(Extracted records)

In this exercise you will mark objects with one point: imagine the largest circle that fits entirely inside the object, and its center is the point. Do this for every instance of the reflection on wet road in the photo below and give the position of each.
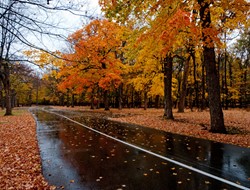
(74, 157)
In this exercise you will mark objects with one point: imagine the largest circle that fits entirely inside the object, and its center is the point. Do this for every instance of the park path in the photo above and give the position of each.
(81, 150)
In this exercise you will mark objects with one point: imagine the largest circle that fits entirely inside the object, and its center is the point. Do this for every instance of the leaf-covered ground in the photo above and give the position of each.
(20, 164)
(19, 154)
(196, 124)
(191, 123)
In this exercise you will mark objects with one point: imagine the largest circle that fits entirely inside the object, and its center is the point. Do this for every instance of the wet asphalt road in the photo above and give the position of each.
(74, 157)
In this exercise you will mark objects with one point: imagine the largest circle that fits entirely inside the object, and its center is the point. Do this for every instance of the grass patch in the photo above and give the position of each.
(15, 112)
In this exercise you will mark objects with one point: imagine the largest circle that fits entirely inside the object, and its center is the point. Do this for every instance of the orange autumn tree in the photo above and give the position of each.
(51, 64)
(95, 62)
(165, 18)
(160, 24)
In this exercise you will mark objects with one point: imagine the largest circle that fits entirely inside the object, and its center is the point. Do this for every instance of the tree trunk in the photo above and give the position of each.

### Given problem
Replace "largest circle" with "biggest circle" everywhere it occurs in the material above, leave every other word unchanged, and omit the pictures from your answer.

### Solution to this task
In this exercise you will mark objects with one point: imagine the biggest circle that fits entirely inside the object, and its center is the point. Do this for every instance of the reflection on wet road in the photo below and give the position of each.
(74, 157)
In this exercise you will mark objects with one point: imagine the biggest circle that fits entirely inside the object, and its center is the point. Do this for every instance of the park path in the photo above and give the position of each.
(81, 150)
In this exercise you will mark objects with one point: imagine the biggest circle that fits entirely inside the object, and its center is the point. Do this for every instance of the leaf-covered ground in the photo above and give the position of each.
(20, 164)
(19, 154)
(196, 124)
(191, 123)
In this exercise you will mark objects with one point: imagine the biggest circle that fits entirely inside the object, and its center is the point. Do this for every instance of the wet asphalt road in the photo above and give the position of each.
(74, 157)
In this exercise you will mark objects with one point: imagine the biggest circle that fits entirely inside the object, and its center is the point. Do this for every instance of the grass patch in the photo above and give the position of each.
(15, 112)
In this exercise you will mark objects with one point: imagine the biggest circle that fits entirely inside the object, and its center is the point. Do this for every instance of the orange autumn tree in the photo above and give the position of each.
(51, 64)
(95, 62)
(165, 18)
(160, 24)
In this exercise you will mark objects with one point: imagine the biggest circle that fits entirely inside the object, and its center is the point. Do this for every instance of the tree trunk in the photo above and give the position of each.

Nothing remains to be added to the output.